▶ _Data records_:

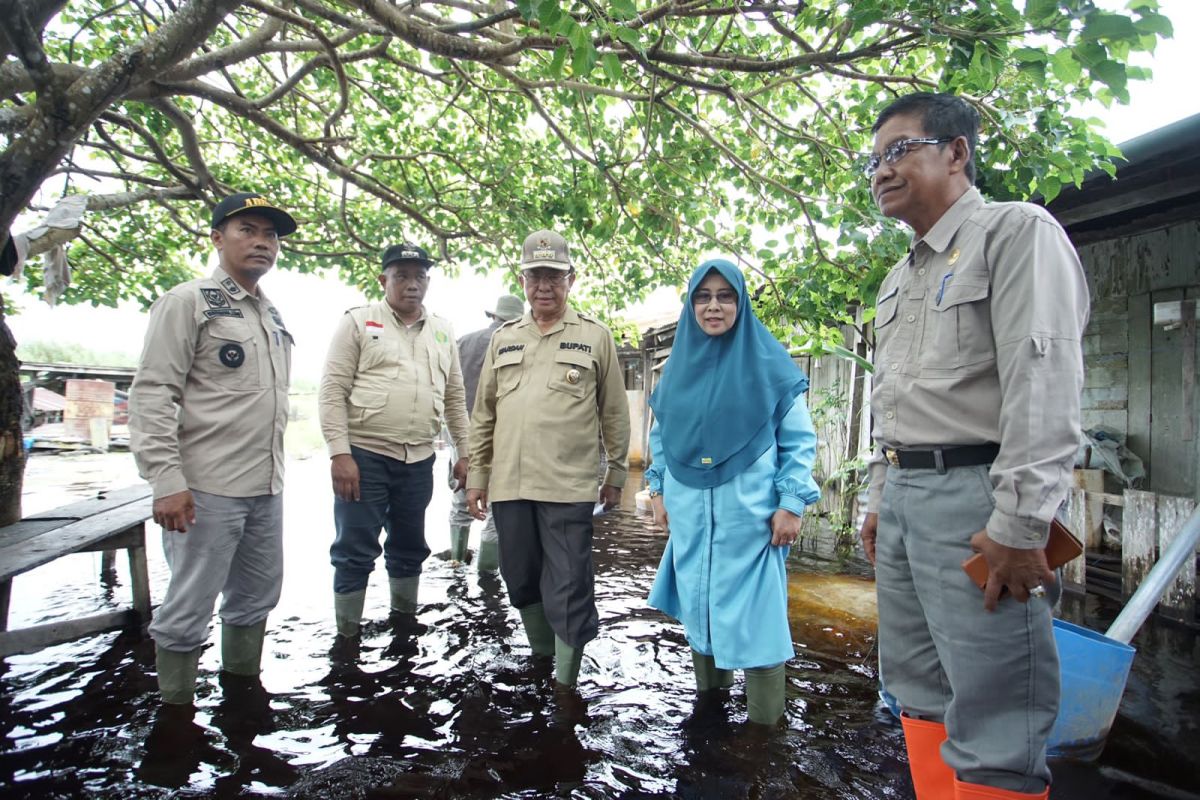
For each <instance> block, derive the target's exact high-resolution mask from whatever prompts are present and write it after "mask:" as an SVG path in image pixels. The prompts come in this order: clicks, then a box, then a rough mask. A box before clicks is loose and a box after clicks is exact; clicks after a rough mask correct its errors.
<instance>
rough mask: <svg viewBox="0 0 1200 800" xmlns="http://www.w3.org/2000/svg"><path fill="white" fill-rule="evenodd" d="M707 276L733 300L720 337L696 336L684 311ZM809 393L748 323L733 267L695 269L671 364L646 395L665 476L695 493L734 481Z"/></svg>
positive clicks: (762, 334)
mask: <svg viewBox="0 0 1200 800" xmlns="http://www.w3.org/2000/svg"><path fill="white" fill-rule="evenodd" d="M714 270H715V271H716V272H720V273H721V276H722V277H724V278H725V279H726V281H728V282H730V285H732V287H733V289H734V290H736V291H737V293H738V315H737V319H736V320H734V321H733V327H732V329H730V330H728V331H726V332H725V333H722V335H720V336H709V335H708V333H706V332H704V331H703V330H702V329H701V326H700V323H697V321H696V314H695V312H694V306H692V303H691V297H692V294H694V293H695V291H696V289H697V288H698V287H700V284H701V282H702V281H703V279H704V278H706V277H707V276H708V273H709V272H712V271H714ZM808 387H809V379H808V378H805V375H804V372H803V371H802V369H800V368H799V367H797V366H796V365H794V363H793V362H792V359H791V356H788V355H787V350H785V349H784V345H782V344H780V343H779V341H776V339H775V337H774V336H772V335H770V331H768V330H767V327H766V326H764V325H763V324H762V323H761V321H758V318H757V317H755V315H754V311H752V309H751V308H750V299H749V297H746V282H745V278H743V277H742V272H740V271H739V270H738V267H736V266H734V265H733V264H732V263H730V261H727V260H725V259H713V260H709V261H704V263H703V264H701V265H700V266H698V267H697V269H696V271H695V272H694V273H692V276H691V281H689V282H688V299H686V301H685V302H684V307H683V311H682V312H680V313H679V324H678V325H677V326H676V337H674V344H672V347H671V356H670V357H668V359H667V363H666V367H664V369H662V378H661V379H660V380H659V385H658V386H656V387H655V389H654V393H653V395H650V408H652V409H654V416H655V419H656V420H658V425H659V428H660V432H661V434H662V450H664V453H665V455H666V462H667V469H670V470H671V475H672V476H673V477H674V479H676V480H677V481H679V482H680V483H683V485H685V486H690V487H692V488H701V489H702V488H709V487H713V486H720V485H721V483H725V482H726V481H728V480H730V479H732V477H734V476H736V475H738V474H739V473H740V471H743V470H744V469H745V468H748V467H749V465H750V464H752V463H754V462H755V461H757V458H758V457H760V456H761V455H762V453H763V452H766V451H767V447H769V446H770V445H772V443H773V441H774V440H775V429H776V427H778V426H779V422H780V420H782V419H784V416H786V415H787V413H788V411H790V410H791V408H792V404H793V402H794V399H796V398H797V397H798V396H799V395H802V393H804V392H805V391H806V390H808Z"/></svg>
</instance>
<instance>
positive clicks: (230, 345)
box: [217, 342, 246, 369]
mask: <svg viewBox="0 0 1200 800" xmlns="http://www.w3.org/2000/svg"><path fill="white" fill-rule="evenodd" d="M217 357H220V359H221V363H223V365H224V366H227V367H229V368H230V369H236V368H238V367H240V366H241V365H244V363H246V351H245V350H242V349H241V345H240V344H234V343H232V342H230V343H228V344H222V345H221V350H220V351H218V353H217Z"/></svg>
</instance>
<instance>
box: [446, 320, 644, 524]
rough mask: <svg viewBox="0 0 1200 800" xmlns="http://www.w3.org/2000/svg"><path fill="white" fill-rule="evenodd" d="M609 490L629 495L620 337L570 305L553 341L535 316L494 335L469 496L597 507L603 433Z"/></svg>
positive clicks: (476, 432)
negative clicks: (587, 504)
mask: <svg viewBox="0 0 1200 800" xmlns="http://www.w3.org/2000/svg"><path fill="white" fill-rule="evenodd" d="M601 433H602V434H604V449H605V453H606V456H607V458H608V468H607V471H606V473H605V477H604V482H605V483H607V485H610V486H614V487H618V488H620V487H623V486H624V485H625V475H626V473H628V458H629V401H628V399H626V398H625V383H624V379H623V377H622V372H620V362H619V361H618V360H617V345H616V344H614V343H613V341H612V333H611V332H608V329H607V327H605V326H604V325H601V324H600V323H598V321H595V320H593V319H590V318H589V317H586V315H583V314H580V313H577V312H576V311H575V309H574V308H571V307H568V308H566V313H565V314H564V315H563V319H560V320H559V321H558V324H557V325H554V327H553V329H551V331H550V332H548V333H542V332H541V330H540V329H539V327H538V323H535V321H534V320H533V317H532V315H530V314H529V313H528V312H527V313H526V315H524V317H522V318H521V319H518V320H512V321H510V323H505V324H504V325H502V326H500V327H499V330H497V331H496V332H494V333H493V335H492V341H491V343H490V344H488V348H487V354H486V355H485V357H484V371H482V373H481V374H480V378H479V393H478V396H476V398H475V408H474V411H473V413H472V419H470V469H469V471H468V474H467V488H469V489H485V491H487V499H488V501H496V500H540V501H547V503H587V501H595V499H596V494H598V488H599V487H598V485H596V468H598V465H599V463H600V434H601Z"/></svg>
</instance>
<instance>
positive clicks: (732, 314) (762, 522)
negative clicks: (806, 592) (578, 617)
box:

▶ _ASSIGNMENT_:
A word-for-word copy of the records is needed, with no pictures carried over.

▶ _RESULT OF THIS TASK_:
For each <instance> block, derive the target's exact high-resolution mask from whatever prompts are present and write it after "mask:" as an SVG path in image pixels. The prompts come in this order: clicks, then a box, then a rough mask. A box before clicks is loose and a box after clicks is exact; clicks after a rough mask correct its errors.
<instance>
rough mask: <svg viewBox="0 0 1200 800" xmlns="http://www.w3.org/2000/svg"><path fill="white" fill-rule="evenodd" d="M707 276L733 300L720 337L696 336L684 311ZM809 393L748 323L733 267L695 269L671 364L646 395L665 476L695 493L734 481Z"/></svg>
positive clicks: (762, 334)
mask: <svg viewBox="0 0 1200 800" xmlns="http://www.w3.org/2000/svg"><path fill="white" fill-rule="evenodd" d="M714 270H715V271H716V272H720V273H721V276H722V277H724V278H725V279H726V281H728V282H730V285H732V287H733V289H734V290H736V291H737V293H738V315H737V319H736V320H734V321H733V327H732V329H730V330H728V331H726V332H725V333H722V335H720V336H709V335H708V333H706V332H704V331H703V330H702V329H701V326H700V323H697V321H696V314H695V312H694V306H692V303H691V297H692V294H694V293H695V291H696V289H697V288H698V287H700V284H701V282H702V281H703V279H704V278H706V277H707V276H708V273H709V272H712V271H714ZM808 387H809V379H808V378H805V375H804V372H803V371H802V369H800V368H799V367H797V366H796V365H794V363H793V362H792V359H791V356H788V355H787V350H785V349H784V345H782V344H780V343H779V341H776V339H775V337H774V336H772V335H770V331H768V330H767V327H766V326H764V325H763V324H762V323H761V321H758V318H757V317H755V315H754V311H752V309H751V308H750V299H749V297H746V282H745V278H743V277H742V272H740V271H739V270H738V267H736V266H734V265H733V264H732V263H730V261H727V260H725V259H713V260H709V261H704V263H703V264H701V265H700V266H698V267H697V269H696V271H695V272H694V273H692V276H691V281H689V282H688V299H686V301H685V302H684V307H683V311H682V312H680V313H679V324H678V325H677V326H676V337H674V344H672V347H671V356H670V357H668V359H667V363H666V367H664V369H662V378H661V379H660V380H659V385H658V386H656V387H655V389H654V393H653V395H650V408H652V409H654V416H655V419H656V420H658V425H659V428H660V432H661V434H662V450H664V453H665V455H666V462H667V469H670V470H671V475H672V476H673V477H674V479H676V480H677V481H679V482H680V483H683V485H685V486H690V487H692V488H701V489H702V488H709V487H713V486H720V485H721V483H725V482H726V481H728V480H730V479H732V477H734V476H736V475H738V474H739V473H740V471H743V470H744V469H745V468H748V467H749V465H750V464H752V463H754V462H755V461H757V458H758V457H760V456H761V455H762V453H763V452H766V451H767V447H769V446H770V445H772V443H773V441H774V440H775V429H776V427H778V426H779V422H780V420H782V419H784V416H786V415H787V413H788V411H790V410H791V408H792V404H793V402H794V399H796V398H797V397H798V396H799V395H802V393H804V392H805V391H806V390H808Z"/></svg>
</instance>
<instance>
positive clicks: (230, 345)
box: [217, 342, 246, 369]
mask: <svg viewBox="0 0 1200 800" xmlns="http://www.w3.org/2000/svg"><path fill="white" fill-rule="evenodd" d="M217 357H220V359H221V363H223V365H224V366H227V367H229V368H230V369H236V368H238V367H240V366H241V365H244V363H246V351H245V350H242V349H241V345H240V344H234V343H232V342H230V343H228V344H222V345H221V350H220V351H218V353H217Z"/></svg>
</instance>
<instance>
box: [446, 320, 644, 524]
rough mask: <svg viewBox="0 0 1200 800" xmlns="http://www.w3.org/2000/svg"><path fill="white" fill-rule="evenodd" d="M609 490L629 495L620 337L570 305L553 341L535 316L494 335L469 496L597 507L603 433Z"/></svg>
positive clicks: (476, 432)
negative clicks: (587, 504)
mask: <svg viewBox="0 0 1200 800" xmlns="http://www.w3.org/2000/svg"><path fill="white" fill-rule="evenodd" d="M601 433H602V434H604V449H605V453H606V456H607V458H608V468H607V471H606V473H605V477H604V482H605V483H607V485H610V486H614V487H618V488H620V487H623V486H624V485H625V475H626V473H628V458H629V401H628V399H626V398H625V383H624V379H623V377H622V372H620V362H619V361H618V360H617V345H616V344H614V343H613V341H612V333H611V332H608V329H607V327H605V326H604V325H601V324H600V323H598V321H595V320H593V319H590V318H589V317H586V315H583V314H580V313H577V312H576V311H575V309H574V308H571V307H568V308H566V313H565V314H564V315H563V319H560V320H559V321H558V324H557V325H554V327H553V329H551V331H550V332H548V333H542V332H541V330H540V329H539V327H538V323H535V321H534V320H533V317H532V315H530V314H529V313H528V312H527V313H526V315H524V317H522V318H521V319H518V320H512V321H510V323H505V324H504V325H502V326H500V327H499V330H497V331H496V332H494V333H493V335H492V341H491V343H490V344H488V348H487V354H486V355H485V357H484V371H482V373H481V374H480V378H479V393H478V396H476V398H475V408H474V411H473V413H472V419H470V469H469V471H468V474H467V488H469V489H485V491H487V499H488V501H496V500H540V501H547V503H587V501H595V499H596V494H598V488H599V487H598V485H596V468H598V465H599V463H600V434H601Z"/></svg>
</instance>
<instance>
positive clicks: (732, 314) (762, 522)
negative clicks: (806, 592) (578, 617)
box:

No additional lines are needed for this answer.